Render the data below as a numbered list, omitting any blank lines.

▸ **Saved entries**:
************

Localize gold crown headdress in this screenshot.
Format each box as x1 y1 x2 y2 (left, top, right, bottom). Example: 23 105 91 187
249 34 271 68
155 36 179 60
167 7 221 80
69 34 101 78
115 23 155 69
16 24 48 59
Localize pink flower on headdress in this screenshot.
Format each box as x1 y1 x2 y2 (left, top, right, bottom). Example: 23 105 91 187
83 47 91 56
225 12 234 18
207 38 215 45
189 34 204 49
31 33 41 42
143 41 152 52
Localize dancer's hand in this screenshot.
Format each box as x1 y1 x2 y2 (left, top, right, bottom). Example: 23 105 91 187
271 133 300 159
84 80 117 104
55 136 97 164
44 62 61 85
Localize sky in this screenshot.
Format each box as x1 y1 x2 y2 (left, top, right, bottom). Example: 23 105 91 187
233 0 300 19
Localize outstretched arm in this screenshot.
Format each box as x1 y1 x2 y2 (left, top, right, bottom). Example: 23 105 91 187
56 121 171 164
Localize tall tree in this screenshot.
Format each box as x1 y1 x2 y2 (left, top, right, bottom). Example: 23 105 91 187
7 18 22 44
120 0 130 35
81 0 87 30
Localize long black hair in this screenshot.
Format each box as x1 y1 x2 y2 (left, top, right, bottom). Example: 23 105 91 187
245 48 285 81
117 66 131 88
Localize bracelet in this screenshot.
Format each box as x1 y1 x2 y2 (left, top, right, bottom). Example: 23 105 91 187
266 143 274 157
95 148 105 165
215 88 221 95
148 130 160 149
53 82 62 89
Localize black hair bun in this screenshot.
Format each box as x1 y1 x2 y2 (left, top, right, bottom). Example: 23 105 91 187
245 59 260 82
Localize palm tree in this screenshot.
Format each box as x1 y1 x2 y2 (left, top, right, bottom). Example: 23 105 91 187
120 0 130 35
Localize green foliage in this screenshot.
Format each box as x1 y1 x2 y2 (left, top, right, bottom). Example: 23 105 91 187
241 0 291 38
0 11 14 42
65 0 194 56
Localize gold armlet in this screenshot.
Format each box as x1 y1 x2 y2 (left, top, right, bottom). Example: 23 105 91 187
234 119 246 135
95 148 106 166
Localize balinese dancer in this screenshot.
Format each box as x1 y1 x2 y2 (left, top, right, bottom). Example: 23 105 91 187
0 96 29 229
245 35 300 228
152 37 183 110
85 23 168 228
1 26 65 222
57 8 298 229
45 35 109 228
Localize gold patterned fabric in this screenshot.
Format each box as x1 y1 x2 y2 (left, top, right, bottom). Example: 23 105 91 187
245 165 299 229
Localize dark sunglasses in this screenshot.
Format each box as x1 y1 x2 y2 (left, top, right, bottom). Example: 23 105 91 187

************

▸ **In response**:
1. Localize gold crown headdress in this screenshot.
2. Format each box as x1 y1 x2 y2 (left, top, right, bottom). Example: 23 105 91 187
3. 249 34 271 68
4. 155 36 179 60
5. 167 7 221 80
6. 69 34 101 78
7. 115 23 155 69
8. 16 24 48 59
9. Localize pink flower on headdress in this screenshot.
10. Format each box as x1 y1 x2 y2 (left, top, right, bottom). Example: 23 105 91 187
11. 83 47 91 56
12. 225 12 234 18
13. 207 38 215 45
14. 189 34 204 49
15. 31 33 41 42
16. 143 41 152 52
17. Localize dancer's hand in this screenshot.
18. Format each box as x1 y1 x2 y2 (left, top, right, bottom). Example: 23 105 91 187
19. 271 133 300 159
20. 84 80 117 104
21. 55 136 97 164
22. 44 62 61 85
23. Localize sky in this screenshot.
24. Format each box as x1 y1 x2 y2 (left, top, right, bottom). Example: 23 105 91 187
25. 233 0 300 19
26. Localize outstretched arm in this screenshot.
27. Format each box as x1 y1 x2 y2 (left, top, right, bottom). Example: 23 105 91 187
28. 56 121 171 164
29. Localize tall tree in this screenshot.
30. Format each box as x1 y1 x2 y2 (left, top, right, bottom). Example: 23 105 91 187
31. 7 18 22 44
32. 120 0 130 35
33. 81 0 87 30
34. Localize long black hair in this screenshot.
35. Format each box as x1 y1 x2 y2 (left, top, right, bottom). Example: 23 105 91 187
36. 245 48 285 81
37. 117 66 131 88
38. Localize bracelet in this screenshot.
39. Format each box as x1 y1 x2 y2 (left, top, right, bottom). Example: 23 105 91 187
40. 266 143 274 157
41. 95 148 105 165
42. 215 88 221 95
43. 148 130 160 149
44. 53 82 62 89
45. Localize black hair bun in this screenshot.
46. Format each box as x1 y1 x2 y2 (left, top, right, bottom). Example: 23 105 91 187
47. 245 59 260 82
48. Localize palm tree in this screenshot.
49. Format each box as x1 y1 x2 y2 (left, top, right, bottom). Example: 23 105 91 187
50. 120 0 130 35
51. Localize green foliage in this screenshot.
52. Format each box as x1 y1 x2 y2 (left, top, right, bottom). Example: 23 105 91 187
53. 241 0 291 38
54. 0 11 14 42
55. 65 0 194 56
56. Localize gold armlet in this screenshot.
57. Format each box as x1 y1 x2 y2 (left, top, right, bottom). Example: 23 105 91 187
58. 234 119 246 135
59. 95 148 106 166
60. Localize balinese dancer in this screenshot.
61. Format each box as x1 y1 x2 y2 (left, top, right, bottom). Example: 23 105 91 187
62. 0 96 29 229
63. 245 35 300 228
64. 152 37 183 110
65. 85 23 168 228
66. 1 26 65 222
67. 57 8 298 229
68. 45 35 109 228
69. Localize gold patterned fabric in this screenshot.
70. Format each box as x1 y1 x2 y2 (left, top, right, bottom). Example: 23 105 91 187
71. 245 165 299 229
72. Localize dark sunglasses in this screenshot.
73. Format each box as x1 y1 x2 y2 (left, top, right, bottom). Example: 23 105 91 187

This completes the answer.